§ **TASK TO CARRY OUT**: All of the lines below are to be transcribed faithfully, with pictures excluded from the copy.

§ **RECORDED DATA**:
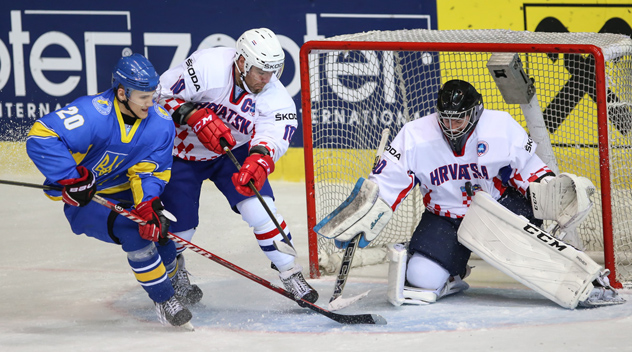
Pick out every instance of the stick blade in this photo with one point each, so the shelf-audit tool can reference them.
(341, 303)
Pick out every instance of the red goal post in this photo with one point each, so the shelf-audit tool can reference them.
(353, 86)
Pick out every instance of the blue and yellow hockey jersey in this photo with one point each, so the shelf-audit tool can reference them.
(90, 132)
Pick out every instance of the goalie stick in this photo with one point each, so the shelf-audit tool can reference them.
(340, 318)
(336, 301)
(283, 247)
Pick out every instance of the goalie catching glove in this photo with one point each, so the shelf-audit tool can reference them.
(565, 199)
(156, 225)
(362, 213)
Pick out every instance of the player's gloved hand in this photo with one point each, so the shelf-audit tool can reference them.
(156, 224)
(79, 191)
(209, 128)
(256, 167)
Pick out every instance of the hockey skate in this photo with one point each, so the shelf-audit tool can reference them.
(185, 292)
(602, 293)
(172, 312)
(294, 282)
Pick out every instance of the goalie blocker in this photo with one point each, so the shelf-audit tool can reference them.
(363, 212)
(533, 257)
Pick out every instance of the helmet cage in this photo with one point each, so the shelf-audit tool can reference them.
(135, 72)
(456, 118)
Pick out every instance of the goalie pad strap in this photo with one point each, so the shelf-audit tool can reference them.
(524, 252)
(362, 212)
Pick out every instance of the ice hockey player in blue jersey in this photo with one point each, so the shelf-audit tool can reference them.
(118, 144)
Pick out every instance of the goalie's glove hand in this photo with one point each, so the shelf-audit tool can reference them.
(209, 129)
(256, 168)
(156, 224)
(79, 191)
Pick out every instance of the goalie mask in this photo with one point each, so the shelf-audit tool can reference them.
(260, 48)
(459, 107)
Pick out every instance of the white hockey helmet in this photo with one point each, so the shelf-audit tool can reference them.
(261, 48)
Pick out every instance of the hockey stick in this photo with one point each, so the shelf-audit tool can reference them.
(336, 301)
(283, 247)
(342, 319)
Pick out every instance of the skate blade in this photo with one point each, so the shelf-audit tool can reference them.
(187, 326)
(340, 303)
(285, 248)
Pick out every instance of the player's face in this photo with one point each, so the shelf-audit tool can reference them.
(257, 78)
(455, 125)
(140, 102)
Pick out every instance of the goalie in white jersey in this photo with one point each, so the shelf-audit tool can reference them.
(452, 154)
(232, 94)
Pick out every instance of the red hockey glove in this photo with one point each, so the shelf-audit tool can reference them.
(209, 128)
(156, 223)
(256, 167)
(79, 191)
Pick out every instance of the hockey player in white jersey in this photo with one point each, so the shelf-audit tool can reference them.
(452, 154)
(232, 94)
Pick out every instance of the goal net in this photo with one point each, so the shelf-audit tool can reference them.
(354, 86)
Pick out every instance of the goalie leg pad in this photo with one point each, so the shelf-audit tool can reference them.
(362, 212)
(524, 252)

§ **IN RESPONSE**:
Pick out every instance of the stick blade in this photo with one point each, so the shelf-audit tool can reference them.
(341, 303)
Pick out every instance of the red goal post in this photo with one point each, so the shelf-audit tool can reference them.
(353, 86)
Pick out every instance of the blue and yellow hockey jersey in this photo with one point each, so the shelf-audit tool can reference them.
(90, 132)
Pick out every instance of the goalie stick in this photo with one point each, so the shelf-audit tool can reference them.
(340, 318)
(336, 301)
(283, 247)
Pick out every instance of the goalie catching glove in this photo with one point each, so the shelf-audit tool can reference them.
(565, 199)
(156, 225)
(362, 213)
Pick out every instance of the player's gloved hand in this photo with one point each, so the shelf-audit tool can reference them.
(156, 224)
(79, 191)
(209, 128)
(256, 167)
Pick out every instance of the hockey skate in this photo with one point each, so the shelf-audit tool can reference them.
(185, 292)
(602, 293)
(172, 312)
(294, 282)
Pick out every instance of the goalie blocker in this photo with one point each, so the shelf-audit tool can reference them.
(363, 212)
(533, 257)
Pick out every instance of the helmet cage in this photo with one point each, so the shelf-audit tool can reference them.
(135, 72)
(456, 118)
Pick out every instance of the goalie pad strap in this photo with one point each, so the shelf-audit tool can reference them.
(524, 252)
(362, 212)
Pick out every instance of the ice hockey player in blue jersey in this photo with one point each, so the shelf-audit tool can reference them.
(118, 144)
Pick out every instance of the goalie's glove hand in this photo with one point each, so the shelf-audit tool can reference them.
(209, 129)
(256, 168)
(156, 224)
(79, 191)
Pick out every instance of the goalie mask in this photo with one point each, so the shelf-audit tool can reference them.
(260, 48)
(459, 107)
Pick out every instance of the white hockey helmet in this photo with one point each, so the shelf-audit tool can reference them.
(261, 48)
Pick out every instance of the hockey stick in this photo with one point each, so the shelf-audit tool can reference them.
(336, 301)
(283, 247)
(342, 319)
Pick out every instance of the skate blade in this photo with one point each, so the shelf-audit tool can reference them.
(187, 326)
(340, 303)
(285, 248)
Pick out every instance of the player's face in this photo with one point each, so the shelf-audit tool can reference them.
(257, 78)
(455, 125)
(140, 102)
Pick out every instance of the goalie in white jersey in this photo with one point each, so the shelf-audit tool can reference them.
(452, 154)
(232, 94)
Pick out every instance of the red hockey glove in this photo with one point each, so the shelf-audit tool can reference them.
(209, 128)
(156, 223)
(256, 167)
(79, 191)
Pick out every instance of the hockey player in white jersey in this photo with one point each, so the shelf-audit tool can reference them.
(452, 154)
(232, 94)
Pick out every instance of the goal net in this photo with one point each, so the shelf-audit tool can reference them.
(354, 86)
Pick out every instance of the goalie leg pad in this photo with one point each, so the shelf-audit tool can reference them.
(362, 212)
(524, 252)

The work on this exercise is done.